(Beginning of Records provided)
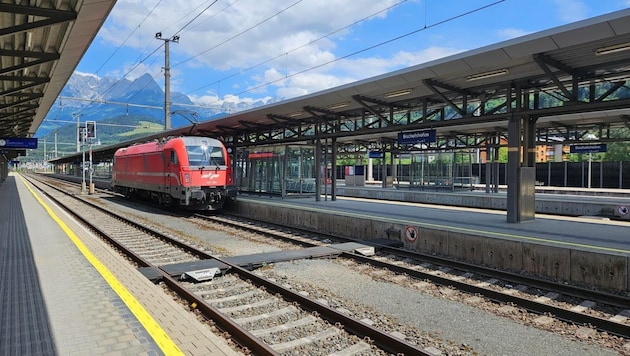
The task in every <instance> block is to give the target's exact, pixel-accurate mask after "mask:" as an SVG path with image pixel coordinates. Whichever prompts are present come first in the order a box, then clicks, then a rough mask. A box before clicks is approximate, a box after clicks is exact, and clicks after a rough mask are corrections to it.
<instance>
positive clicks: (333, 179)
mask: <svg viewBox="0 0 630 356" xmlns="http://www.w3.org/2000/svg"><path fill="white" fill-rule="evenodd" d="M331 151H332V157H331V166H332V172H331V177H330V199H331V200H332V201H335V200H337V139H336V138H334V137H333V139H332V143H331Z"/></svg>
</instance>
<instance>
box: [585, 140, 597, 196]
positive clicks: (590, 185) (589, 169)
mask: <svg viewBox="0 0 630 356" xmlns="http://www.w3.org/2000/svg"><path fill="white" fill-rule="evenodd" d="M584 138H585V139H587V140H597V136H595V135H594V134H592V133H588V134H586V135H584ZM592 167H593V153H592V152H591V151H589V152H588V173H587V174H588V179H587V181H588V183H587V187H588V189H591V181H592V177H591V173H592Z"/></svg>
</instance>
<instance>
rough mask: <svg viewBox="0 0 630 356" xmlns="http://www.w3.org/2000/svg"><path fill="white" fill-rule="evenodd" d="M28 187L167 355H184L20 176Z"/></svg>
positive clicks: (157, 322) (44, 208) (157, 344)
mask: <svg viewBox="0 0 630 356" xmlns="http://www.w3.org/2000/svg"><path fill="white" fill-rule="evenodd" d="M19 177H20V179H21V180H22V182H23V183H24V185H25V186H26V188H27V189H28V190H29V191H30V192H31V194H33V196H34V197H35V199H37V201H38V202H39V203H40V204H41V205H42V206H43V207H44V209H46V211H47V212H48V214H49V215H50V216H51V217H52V218H53V220H55V222H57V224H58V225H59V226H60V227H61V229H62V230H63V231H64V232H65V233H66V235H67V236H68V237H69V238H70V240H72V242H73V243H74V244H75V246H77V248H78V249H79V251H81V253H82V254H83V256H85V258H86V259H87V260H88V261H89V262H90V263H91V264H92V266H94V268H96V270H97V271H98V273H100V274H101V276H103V279H105V281H106V282H107V284H109V286H110V287H111V288H112V289H113V290H114V292H116V294H118V296H119V297H120V299H122V300H123V302H124V303H125V304H126V305H127V307H128V308H129V310H130V311H131V312H132V313H133V315H135V316H136V318H137V319H138V321H139V322H140V323H141V324H142V326H144V328H145V329H146V330H147V332H148V333H149V335H151V337H152V338H153V340H154V341H155V343H156V344H157V345H158V346H159V347H160V349H161V350H162V352H164V354H165V355H184V353H183V352H182V351H181V350H180V349H179V347H177V345H176V344H175V343H174V342H173V340H172V339H171V338H170V337H169V336H168V334H167V333H166V332H165V331H164V329H162V327H161V326H160V324H158V322H157V321H155V319H153V317H152V316H151V314H149V312H147V310H146V309H144V307H143V306H142V304H140V302H139V301H138V300H137V299H136V298H135V297H134V296H133V295H132V294H131V292H129V291H128V290H127V288H125V286H123V285H122V283H120V281H119V280H118V279H117V278H116V277H115V276H114V274H113V273H112V272H111V271H110V270H109V269H107V267H105V265H104V264H103V263H102V262H101V261H99V260H98V259H97V258H96V256H94V255H93V254H92V252H91V251H90V250H89V249H88V248H87V246H85V244H83V242H82V241H81V239H79V237H78V236H77V235H76V234H75V233H74V232H73V231H72V230H71V229H70V228H69V227H68V226H67V225H66V224H65V223H64V222H63V221H62V220H61V219H60V218H59V217H58V216H57V215H56V214H55V213H54V212H53V211H52V209H51V208H50V207H49V206H48V205H46V203H44V201H43V200H42V199H41V198H40V197H39V196H38V195H37V193H36V192H35V191H34V190H33V189H32V188H31V187H30V186H29V185H28V183H27V182H26V181H25V180H24V178H23V177H22V176H21V175H20V176H19Z"/></svg>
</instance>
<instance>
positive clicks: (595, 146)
mask: <svg viewBox="0 0 630 356" xmlns="http://www.w3.org/2000/svg"><path fill="white" fill-rule="evenodd" d="M570 152H571V153H598V152H606V144H601V145H571V147H570Z"/></svg>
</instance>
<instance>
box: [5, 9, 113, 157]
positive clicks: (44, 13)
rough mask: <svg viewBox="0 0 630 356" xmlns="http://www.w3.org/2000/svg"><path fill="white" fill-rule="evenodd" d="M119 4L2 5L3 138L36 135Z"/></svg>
mask: <svg viewBox="0 0 630 356" xmlns="http://www.w3.org/2000/svg"><path fill="white" fill-rule="evenodd" d="M115 3H116V0H56V1H49V0H43V1H16V2H13V1H11V2H10V3H7V2H4V1H3V2H2V3H0V137H1V138H31V137H33V135H34V134H35V132H36V131H37V129H38V128H39V126H40V125H41V123H42V121H43V120H44V117H45V116H46V114H47V113H48V110H49V109H50V107H51V106H52V105H53V103H54V101H55V99H56V98H57V96H58V95H59V93H60V92H61V90H62V89H63V87H64V86H65V84H66V82H67V81H68V79H69V78H70V75H71V74H72V72H73V71H74V69H75V68H76V66H77V64H78V63H79V61H80V60H81V57H82V56H83V54H84V53H85V52H86V50H87V49H88V47H89V46H90V44H91V43H92V41H93V39H94V37H95V36H96V33H97V32H98V30H99V29H100V28H101V26H102V25H103V23H104V21H105V19H106V17H107V16H108V14H109V13H110V11H111V9H112V8H113V6H114V4H115ZM10 152H11V151H9V155H10V154H11V153H10Z"/></svg>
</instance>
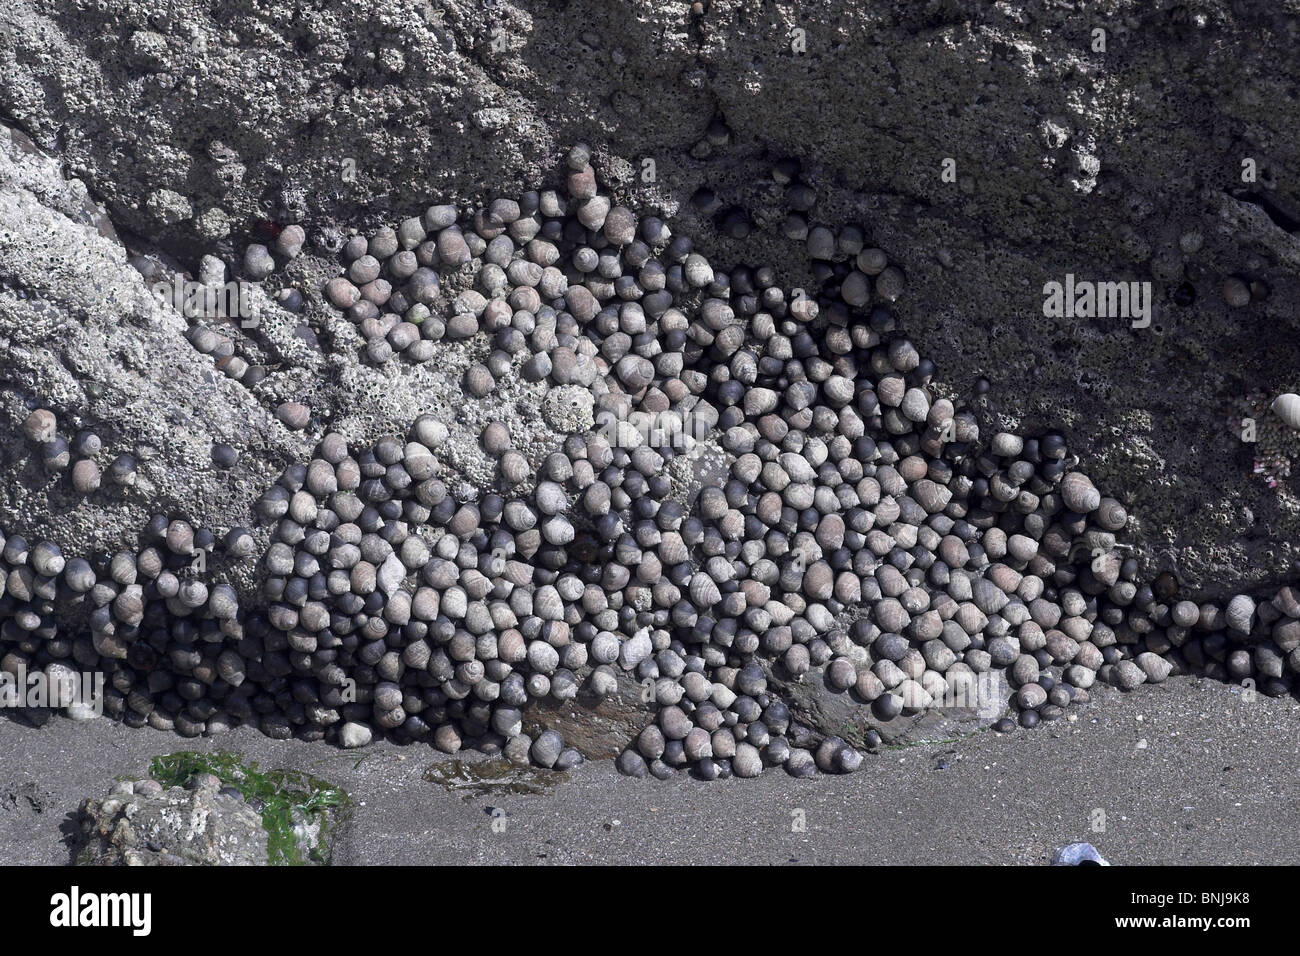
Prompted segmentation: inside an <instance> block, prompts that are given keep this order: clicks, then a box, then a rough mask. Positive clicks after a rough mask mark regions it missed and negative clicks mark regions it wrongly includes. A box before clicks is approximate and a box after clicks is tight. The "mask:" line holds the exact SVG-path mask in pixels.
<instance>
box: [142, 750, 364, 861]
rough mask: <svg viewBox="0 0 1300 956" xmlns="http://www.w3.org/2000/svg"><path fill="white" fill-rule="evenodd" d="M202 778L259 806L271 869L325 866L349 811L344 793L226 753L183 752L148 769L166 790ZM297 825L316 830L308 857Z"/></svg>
mask: <svg viewBox="0 0 1300 956" xmlns="http://www.w3.org/2000/svg"><path fill="white" fill-rule="evenodd" d="M200 773H204V774H212V775H213V777H216V778H217V779H220V780H221V782H222V783H224V784H226V786H227V787H234V788H235V790H238V791H239V792H240V793H242V795H243V797H244V800H247V801H253V800H256V801H257V803H259V804H260V805H261V825H263V827H264V829H265V830H266V858H268V862H270V864H272V865H273V866H304V865H308V864H320V865H324V864H328V862H329V857H330V847H331V839H330V836H331V834H333V832H334V831H335V830H337V829H338V827H339V825H342V823H343V822H344V821H346V819H347V817H348V814H350V813H351V808H352V801H351V799H350V797H348V796H347V793H346V792H344V791H343V790H341V788H339V787H335V786H333V784H330V783H328V782H326V780H322V779H320V778H317V777H312V775H311V774H305V773H303V771H300V770H265V771H263V770H259V769H257V763H256V762H252V761H248V762H244V760H243V754H239V753H231V752H229V750H217V752H214V753H199V752H196V750H181V752H178V753H168V754H162V756H160V757H155V758H153V760H152V762H151V763H149V777H152V778H153V779H155V780H157V782H159V783H161V784H162V786H164V787H183V786H185V784H186V783H187V782H188V780H190V778H191V777H194V774H200ZM295 821H305V822H307V823H318V826H320V835H318V838H317V839H316V842H315V844H313V845H311V847H309V848H307V849H305V853H304V848H303V847H302V845H300V844H299V842H298V839H296V836H295V835H294V825H295Z"/></svg>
(End of Records provided)
■ **Exercise instructions**: From the first line to the last, please copy the data exactly, with the pictures left out.

■ **Task output**:
The task in every <instance> block is to give the target's exact, pixel-accurate mask after "mask:" as an SVG path with image pixel coordinates. Whichever prompts are present come first in the order a box, then clicks, then a rough mask. A box before clicks is approximate, a box after clicks is exact, and clicks after a rough mask are corrections to it.
<instance>
positive clicks: (333, 179)
mask: <svg viewBox="0 0 630 356" xmlns="http://www.w3.org/2000/svg"><path fill="white" fill-rule="evenodd" d="M331 151H332V157H331V166H332V172H331V177H330V199H331V200H332V201H335V200H337V139H336V138H334V137H333V139H332V143H331Z"/></svg>
</instance>
<instance>
box: [585, 140, 597, 196]
positive clicks: (590, 185) (589, 169)
mask: <svg viewBox="0 0 630 356" xmlns="http://www.w3.org/2000/svg"><path fill="white" fill-rule="evenodd" d="M584 138H585V139H587V140H597V136H595V135H594V134H592V133H588V134H586V135H584ZM592 167H593V153H592V152H591V151H589V152H588V173H587V174H588V179H587V181H588V183H587V187H588V189H591V181H592V177H591V173H592Z"/></svg>
</instance>
<instance>
rough mask: <svg viewBox="0 0 630 356" xmlns="http://www.w3.org/2000/svg"><path fill="white" fill-rule="evenodd" d="M28 187L167 355H184L20 176Z"/></svg>
positive clicks: (157, 322) (44, 208) (157, 344)
mask: <svg viewBox="0 0 630 356" xmlns="http://www.w3.org/2000/svg"><path fill="white" fill-rule="evenodd" d="M19 177H20V179H21V180H22V182H23V183H24V185H25V186H26V188H27V189H28V190H29V191H30V192H31V194H33V196H34V197H35V199H37V201H38V202H39V203H40V204H41V205H42V206H43V207H44V209H46V211H47V212H48V214H49V215H50V216H51V217H52V218H53V220H55V222H57V224H58V225H59V226H60V227H61V229H62V230H63V231H64V232H65V233H66V235H67V236H68V237H69V238H70V240H72V242H73V243H74V244H75V246H77V248H78V249H79V251H81V253H82V254H83V256H85V258H86V259H87V260H88V261H89V262H90V263H91V264H92V266H94V268H96V270H97V271H98V273H100V274H101V276H103V279H105V281H106V282H107V284H109V286H110V287H111V288H112V289H113V290H114V292H116V294H118V296H119V297H120V299H122V300H123V302H124V303H125V304H126V305H127V307H128V308H129V310H130V311H131V312H132V313H133V315H135V316H136V318H137V319H138V321H139V322H140V323H141V324H142V326H144V328H145V329H146V330H147V332H148V333H149V335H151V337H152V338H153V340H154V341H155V343H156V344H157V345H158V346H159V347H160V349H161V350H162V352H164V354H165V355H184V353H183V352H182V351H181V350H180V349H179V347H177V345H176V344H175V343H174V342H173V340H172V339H171V338H170V337H169V336H168V334H167V333H166V332H165V331H164V329H162V327H161V326H160V324H158V322H157V321H155V319H153V317H152V316H151V314H149V312H147V310H146V309H144V307H143V306H142V304H140V302H139V301H138V300H137V299H136V298H135V297H134V296H133V295H132V294H131V292H129V291H128V290H127V288H125V286H123V285H122V283H120V281H119V280H118V279H117V278H116V277H115V276H114V274H113V273H112V272H111V271H110V270H109V269H107V267H105V265H104V264H103V263H102V262H101V261H99V260H98V259H97V258H96V256H94V255H93V254H92V252H91V251H90V250H89V249H88V248H87V246H85V244H83V242H82V241H81V239H79V237H78V236H77V235H76V234H75V233H74V232H73V231H72V230H71V229H70V228H69V227H68V226H67V225H66V224H65V223H64V222H63V221H62V220H61V219H60V218H59V217H58V216H57V215H56V214H55V213H54V212H53V211H52V209H51V208H50V207H49V206H48V205H46V203H44V201H43V200H42V199H41V198H40V197H39V196H38V195H37V193H36V192H35V191H34V190H33V189H32V188H31V187H30V186H29V185H28V183H27V182H26V181H25V180H24V178H23V177H22V176H21V175H20V176H19Z"/></svg>
</instance>
<instance>
positive clicks: (595, 146)
mask: <svg viewBox="0 0 630 356" xmlns="http://www.w3.org/2000/svg"><path fill="white" fill-rule="evenodd" d="M570 152H571V153H598V152H606V144H601V145H571V147H570Z"/></svg>
</instance>
<instance>
box: [5, 9, 113, 157]
positive clicks: (44, 13)
rough mask: <svg viewBox="0 0 630 356" xmlns="http://www.w3.org/2000/svg"><path fill="white" fill-rule="evenodd" d="M119 4L2 5L3 138L36 135Z"/></svg>
mask: <svg viewBox="0 0 630 356" xmlns="http://www.w3.org/2000/svg"><path fill="white" fill-rule="evenodd" d="M115 3H116V0H56V1H49V0H43V1H16V2H13V1H11V2H10V3H7V2H4V1H3V2H2V3H0V137H1V138H31V137H33V135H34V134H35V132H36V131H37V129H38V128H39V126H40V125H41V123H42V121H43V120H44V117H45V116H46V114H47V113H48V110H49V109H50V107H51V106H52V105H53V103H54V101H55V99H56V98H57V96H58V95H59V93H60V92H61V90H62V89H63V87H64V86H65V84H66V82H67V81H68V79H69V78H70V75H71V74H72V72H73V71H74V69H75V68H76V66H77V64H78V63H79V61H80V60H81V57H82V56H83V54H84V53H85V52H86V50H87V49H88V47H89V46H90V44H91V43H92V41H93V39H94V37H95V36H96V33H97V32H98V30H99V29H100V28H101V26H102V25H103V23H104V21H105V19H106V17H107V16H108V14H109V13H110V11H111V9H112V8H113V6H114V4H115ZM10 152H11V151H9V155H10V154H11V153H10Z"/></svg>
</instance>
Prompted segmentation: inside an <instance> block, prompts that are given keep this order: clicks, then a box, then a rough mask. Positive clicks after a rough mask mark regions it missed and negative clicks mark regions it wrongly includes. A box before clicks is approximate and a box after clicks is tight. The "mask:" line holds the exact SVG-path mask in pixels.
<instance>
box: [142, 750, 364, 861]
rough mask: <svg viewBox="0 0 1300 956" xmlns="http://www.w3.org/2000/svg"><path fill="white" fill-rule="evenodd" d="M202 778L259 806L271 869L325 866L349 811L344 793L226 753L183 752L148 769L166 790ZM297 825L316 830L308 857Z"/></svg>
mask: <svg viewBox="0 0 1300 956" xmlns="http://www.w3.org/2000/svg"><path fill="white" fill-rule="evenodd" d="M200 773H204V774H212V775H213V777H216V778H217V779H220V780H221V782H222V783H224V784H226V786H227V787H234V788H235V790H238V791H239V792H240V793H242V795H243V797H244V800H247V801H253V800H256V801H257V803H259V804H260V805H261V825H263V827H264V829H265V830H266V858H268V862H270V864H272V865H273V866H304V865H308V864H320V865H324V864H328V862H329V857H330V847H331V839H330V836H331V834H333V832H334V831H335V830H337V829H338V827H339V825H342V823H343V822H344V821H346V819H347V817H348V814H350V813H351V808H352V801H351V799H350V797H348V796H347V793H346V792H344V791H343V790H341V788H339V787H335V786H333V784H330V783H328V782H326V780H322V779H320V778H317V777H312V775H311V774H305V773H303V771H300V770H265V771H263V770H259V769H257V763H256V762H252V761H248V762H244V760H243V754H239V753H231V752H229V750H217V752H214V753H199V752H196V750H181V752H178V753H168V754H162V756H160V757H155V758H153V760H152V762H151V763H149V777H152V778H153V779H155V780H157V782H159V783H161V784H162V786H164V787H183V786H185V784H186V783H187V782H188V780H190V778H191V777H194V774H200ZM295 821H305V822H307V823H318V826H320V835H318V838H317V839H316V842H315V844H313V845H311V847H309V848H307V849H305V853H304V848H303V847H302V845H300V844H299V842H298V839H296V836H295V835H294V825H295Z"/></svg>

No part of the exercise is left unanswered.